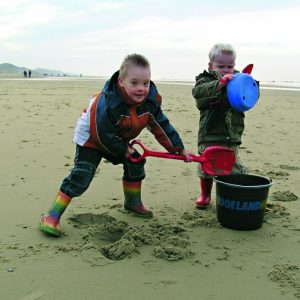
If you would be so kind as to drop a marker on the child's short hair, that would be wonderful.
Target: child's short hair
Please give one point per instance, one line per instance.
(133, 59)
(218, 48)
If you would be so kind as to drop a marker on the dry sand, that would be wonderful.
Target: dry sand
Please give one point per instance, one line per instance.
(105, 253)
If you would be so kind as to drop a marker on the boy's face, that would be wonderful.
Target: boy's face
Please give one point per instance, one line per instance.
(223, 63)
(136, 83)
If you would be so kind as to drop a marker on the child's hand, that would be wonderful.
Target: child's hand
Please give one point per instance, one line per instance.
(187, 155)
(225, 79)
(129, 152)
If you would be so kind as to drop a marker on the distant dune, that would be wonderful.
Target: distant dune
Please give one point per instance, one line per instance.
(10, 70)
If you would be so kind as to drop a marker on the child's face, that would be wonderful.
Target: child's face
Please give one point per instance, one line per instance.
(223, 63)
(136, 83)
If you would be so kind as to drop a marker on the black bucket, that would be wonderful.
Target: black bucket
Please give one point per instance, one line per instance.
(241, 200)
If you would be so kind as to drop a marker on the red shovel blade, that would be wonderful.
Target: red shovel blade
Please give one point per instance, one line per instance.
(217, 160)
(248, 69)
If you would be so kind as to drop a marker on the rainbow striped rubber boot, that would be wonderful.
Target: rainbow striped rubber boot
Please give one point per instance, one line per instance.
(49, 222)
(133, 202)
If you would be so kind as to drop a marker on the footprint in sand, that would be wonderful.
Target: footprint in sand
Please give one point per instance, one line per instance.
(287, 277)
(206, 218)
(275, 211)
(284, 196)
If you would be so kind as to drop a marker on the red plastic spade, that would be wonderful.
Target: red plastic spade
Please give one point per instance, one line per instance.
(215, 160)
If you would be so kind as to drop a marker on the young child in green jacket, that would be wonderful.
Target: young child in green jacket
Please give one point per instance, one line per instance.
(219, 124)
* * *
Set down the complete material exactly, but do not include the images.

If you would be so kind as to drop a marker on the child's short hair, that would be wonderful.
Target: child's short hair
Please give one point per instance, one line per instance.
(133, 59)
(218, 48)
If you would be so kind as to drop a marker on the dry sand, that would be wonderful.
Target: dry sand
Please give one point per instance, one line per instance.
(105, 253)
If you would be so kind as to drop a marker on the boy's face, that would be wonderful.
Target: boy's face
Please give one point per instance, one line per instance.
(223, 63)
(136, 83)
If you would be so kind as to drop a marker on the child's hand, that would be wonderful.
Target: child's hand
Please give one point per instance, one line per instance.
(187, 155)
(225, 79)
(129, 152)
If you would be so kind as to drop a marker on the distant dune, that would be wonderful.
Target: distant dune
Please give one point per instance, one line per instance.
(10, 70)
If you would be so kind as to drop a marker on the child's face, that would be wonderful.
Target: child's face
Please give one point per instance, one line per instance.
(223, 63)
(136, 83)
If you would be so kind as to drop a marker on the black bucket, that would be wonderful.
Target: black bucket
Please give one point per instance, one line per instance.
(241, 200)
If you would be so kind as to drop a marker on the red shovel blade, that would be wonderful.
Target: red shovel blade
Please give one point per instance, one line per instance.
(217, 160)
(248, 69)
If you would be so kind as to drop a marker on the rainbow striped rubber boot, that would be wonderful.
Target: rainbow striped rubber boot
Please give one point per instance, one line per instance.
(49, 222)
(133, 202)
If you would be so kind as to drop a marker on the footprint in sand, that would be wonderful.
Target: footprint in sand
Please give one point per instance, one line per instance.
(287, 277)
(206, 218)
(275, 211)
(284, 196)
If you would be so kind as to drop a marker on the red plastic spade, that would be wonderful.
Target: red plastic spade
Please give one point per instance, one line per instance.
(215, 160)
If you would be so kind as to drop a marker on the young child in green jacket, that would be wonderful.
Target: young child in green jacket
Please give one point per instance, one line per instance.
(219, 124)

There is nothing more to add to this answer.